Directions —
1. Return the stretch of the fruit fly article from "In an article" through "into the cell.", copied word for word.
2. Using the fruit fly article, decide whether each statement agrees with it, answering yes or no and quoting the words that settle it: (a) The findings appeared in the journal Nature. (b) When the channel opens, potassium and sodium flow into a neuron. (c) Nearly 30 million people suffer from hearing loss due to defects in this sensory machinery.
3. According to the fruit fly article, what molecule did the scientists identify?

[[ Document section open ]]

March 24, 2000
Studies of Clumsy Flies Yield Molecule Important in Balance, Hearing
Researchers studying uncoordinated fruit flies have identified a
central component of the sensory machinery that underlies balance,
touch and hearing. The discovery helps explain how mechanical sound
waves are converted into nerve impulses — a medically important
question since nearly 30 million people suffer from hearing loss due to
defects in this sensory machinery.
In an article published in the March 24, 2000, issue of the journal
Science, the researchers reported experiments in which they
precisely twitched the microscopic bristles of uncoordinated mutant
flies and measured the ensuing electrical activity. The scientists
identified a molecule called an ion channel, which is somehow pried
open when a bristle is deflected. When the channel opens, potassium and
sodium flow into a neuron, causing an electrical "depolarization" that
triggers a nerve impulse. Ion channels are typically large,
teepee-shaped proteins that nestle in the cell membrane and control the
passage of ions into the cell.

[[ Document section closed ]]
[[ Data excerpts open ]]

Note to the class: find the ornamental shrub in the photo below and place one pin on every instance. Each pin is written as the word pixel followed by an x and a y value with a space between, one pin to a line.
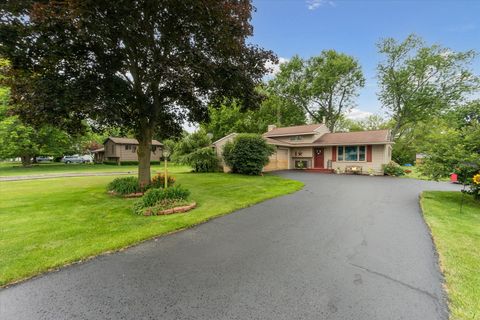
pixel 468 175
pixel 247 154
pixel 202 160
pixel 158 181
pixel 475 187
pixel 155 196
pixel 124 185
pixel 393 169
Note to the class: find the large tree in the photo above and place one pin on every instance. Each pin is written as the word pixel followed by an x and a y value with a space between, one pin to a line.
pixel 324 85
pixel 231 118
pixel 418 82
pixel 145 65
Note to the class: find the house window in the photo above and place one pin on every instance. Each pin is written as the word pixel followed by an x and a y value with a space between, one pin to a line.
pixel 301 164
pixel 351 153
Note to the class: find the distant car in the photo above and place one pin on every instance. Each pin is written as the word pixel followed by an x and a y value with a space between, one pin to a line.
pixel 76 159
pixel 44 159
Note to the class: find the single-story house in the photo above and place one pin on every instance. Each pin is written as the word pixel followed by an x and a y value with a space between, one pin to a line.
pixel 124 149
pixel 315 148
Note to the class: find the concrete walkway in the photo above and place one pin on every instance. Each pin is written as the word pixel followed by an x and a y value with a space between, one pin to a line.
pixel 345 247
pixel 64 175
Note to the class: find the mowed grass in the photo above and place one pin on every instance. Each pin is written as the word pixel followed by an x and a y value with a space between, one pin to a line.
pixel 457 238
pixel 8 169
pixel 416 174
pixel 49 223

[[ Data excerpts closed ]]

Answers by item number —
1.
In an article published in the March 24, 2000, issue of the journal
Science, the researchers reported experiments in which they
precisely twitched the microscopic bristles of uncoordinated mutant
flies and measured the ensuing electrical activity. The scientists
identified a molecule called an ion channel, which is somehow pried
open when a bristle is deflected. When the channel opens, potassium and
sodium flow into a neuron, causing an electrical "depolarization" that
triggers a nerve impulse. Ion channels are typically large,
teepee-shaped proteins that nestle in the cell membrane and control the
passage of ions into the cell.

2.
(a) No: "issue of the journal Science"
(b) Yes: "When the channel opens, potassium and sodium flow into a neuron"
(c) Yes: "nearly 30 million people suffer from hearing loss due to defects in this sensory machinery"

3. An ion channel.